* **CONSIGNE**
Indiquez combien de lignes des entrées ci-dessous contiennent la chaîne « fishing », en respectant la casse. Répondez uniquement par ce nombre.

##### DONNÉES

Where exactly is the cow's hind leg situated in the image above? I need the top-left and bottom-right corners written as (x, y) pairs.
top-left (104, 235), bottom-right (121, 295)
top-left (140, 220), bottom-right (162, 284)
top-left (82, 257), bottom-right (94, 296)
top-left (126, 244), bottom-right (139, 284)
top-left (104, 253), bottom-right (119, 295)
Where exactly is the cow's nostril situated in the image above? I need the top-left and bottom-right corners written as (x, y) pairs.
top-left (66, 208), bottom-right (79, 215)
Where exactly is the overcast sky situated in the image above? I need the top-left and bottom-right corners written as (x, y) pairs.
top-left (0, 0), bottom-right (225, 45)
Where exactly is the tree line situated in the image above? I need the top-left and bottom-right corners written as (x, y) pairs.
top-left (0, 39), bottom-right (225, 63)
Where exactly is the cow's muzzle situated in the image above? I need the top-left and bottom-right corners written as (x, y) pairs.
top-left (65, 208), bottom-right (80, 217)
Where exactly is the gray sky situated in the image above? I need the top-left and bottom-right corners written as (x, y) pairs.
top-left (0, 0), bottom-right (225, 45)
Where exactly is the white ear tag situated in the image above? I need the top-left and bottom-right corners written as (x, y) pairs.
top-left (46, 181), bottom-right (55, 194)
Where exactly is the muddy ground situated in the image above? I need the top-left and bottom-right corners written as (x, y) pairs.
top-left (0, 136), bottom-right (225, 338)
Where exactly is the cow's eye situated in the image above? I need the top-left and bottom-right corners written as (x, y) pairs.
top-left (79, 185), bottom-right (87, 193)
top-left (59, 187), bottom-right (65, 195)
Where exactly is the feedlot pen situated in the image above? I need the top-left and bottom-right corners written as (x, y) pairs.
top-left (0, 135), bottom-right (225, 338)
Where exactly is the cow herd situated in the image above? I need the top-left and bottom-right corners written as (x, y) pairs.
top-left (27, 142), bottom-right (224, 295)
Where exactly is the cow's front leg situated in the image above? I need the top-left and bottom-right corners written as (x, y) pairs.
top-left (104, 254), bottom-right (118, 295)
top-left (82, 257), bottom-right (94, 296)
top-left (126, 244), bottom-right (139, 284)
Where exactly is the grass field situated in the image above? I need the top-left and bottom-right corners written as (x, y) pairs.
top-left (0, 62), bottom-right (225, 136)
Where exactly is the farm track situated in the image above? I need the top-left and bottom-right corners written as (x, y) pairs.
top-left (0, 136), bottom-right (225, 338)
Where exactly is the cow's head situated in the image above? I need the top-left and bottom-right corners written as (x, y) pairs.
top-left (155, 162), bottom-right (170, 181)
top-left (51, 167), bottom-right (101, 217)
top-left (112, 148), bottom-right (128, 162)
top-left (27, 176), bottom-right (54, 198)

##########
##### DONNÉES

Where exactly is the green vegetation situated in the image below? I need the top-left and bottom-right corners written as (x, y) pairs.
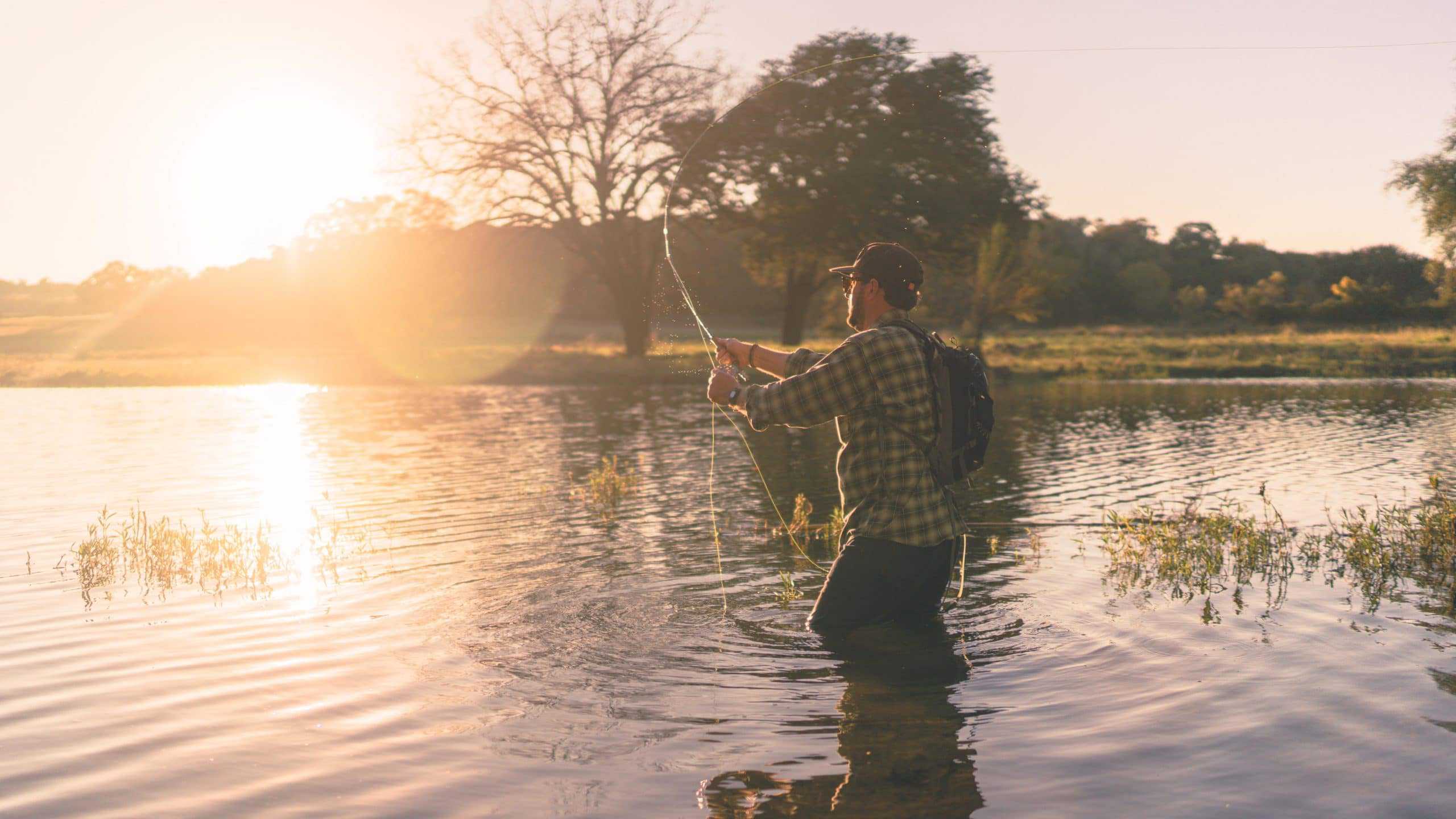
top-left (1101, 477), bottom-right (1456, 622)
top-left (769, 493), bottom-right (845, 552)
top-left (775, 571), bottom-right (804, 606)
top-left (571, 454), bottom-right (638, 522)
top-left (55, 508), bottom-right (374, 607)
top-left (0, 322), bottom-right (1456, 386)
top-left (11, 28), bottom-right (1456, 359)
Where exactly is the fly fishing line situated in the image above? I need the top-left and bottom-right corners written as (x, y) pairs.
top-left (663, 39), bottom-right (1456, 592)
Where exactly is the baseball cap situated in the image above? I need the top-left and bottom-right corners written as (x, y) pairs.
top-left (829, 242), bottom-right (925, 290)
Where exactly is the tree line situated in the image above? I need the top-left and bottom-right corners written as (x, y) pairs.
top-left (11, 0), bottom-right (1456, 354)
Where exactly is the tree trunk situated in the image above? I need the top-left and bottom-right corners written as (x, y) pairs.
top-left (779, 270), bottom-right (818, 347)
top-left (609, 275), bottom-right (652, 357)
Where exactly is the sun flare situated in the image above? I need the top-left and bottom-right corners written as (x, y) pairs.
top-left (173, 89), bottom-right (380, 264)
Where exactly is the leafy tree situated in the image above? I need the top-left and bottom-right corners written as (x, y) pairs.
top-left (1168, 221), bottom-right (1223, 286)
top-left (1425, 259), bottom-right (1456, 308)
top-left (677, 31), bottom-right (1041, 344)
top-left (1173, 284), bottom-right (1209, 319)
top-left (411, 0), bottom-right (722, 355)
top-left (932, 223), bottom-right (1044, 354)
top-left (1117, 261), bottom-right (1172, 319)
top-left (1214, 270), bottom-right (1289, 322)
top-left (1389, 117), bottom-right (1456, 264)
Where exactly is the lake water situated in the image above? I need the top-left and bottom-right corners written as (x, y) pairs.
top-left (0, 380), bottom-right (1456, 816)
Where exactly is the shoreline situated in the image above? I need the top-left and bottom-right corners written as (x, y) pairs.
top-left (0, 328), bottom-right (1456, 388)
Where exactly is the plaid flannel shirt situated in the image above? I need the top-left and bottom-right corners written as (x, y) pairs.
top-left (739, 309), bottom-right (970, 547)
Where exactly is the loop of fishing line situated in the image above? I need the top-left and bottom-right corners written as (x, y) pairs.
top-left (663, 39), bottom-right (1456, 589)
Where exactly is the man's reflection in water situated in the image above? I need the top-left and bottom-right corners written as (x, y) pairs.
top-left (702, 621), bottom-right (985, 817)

##########

* **TÂCHE RÉALISÉE**
2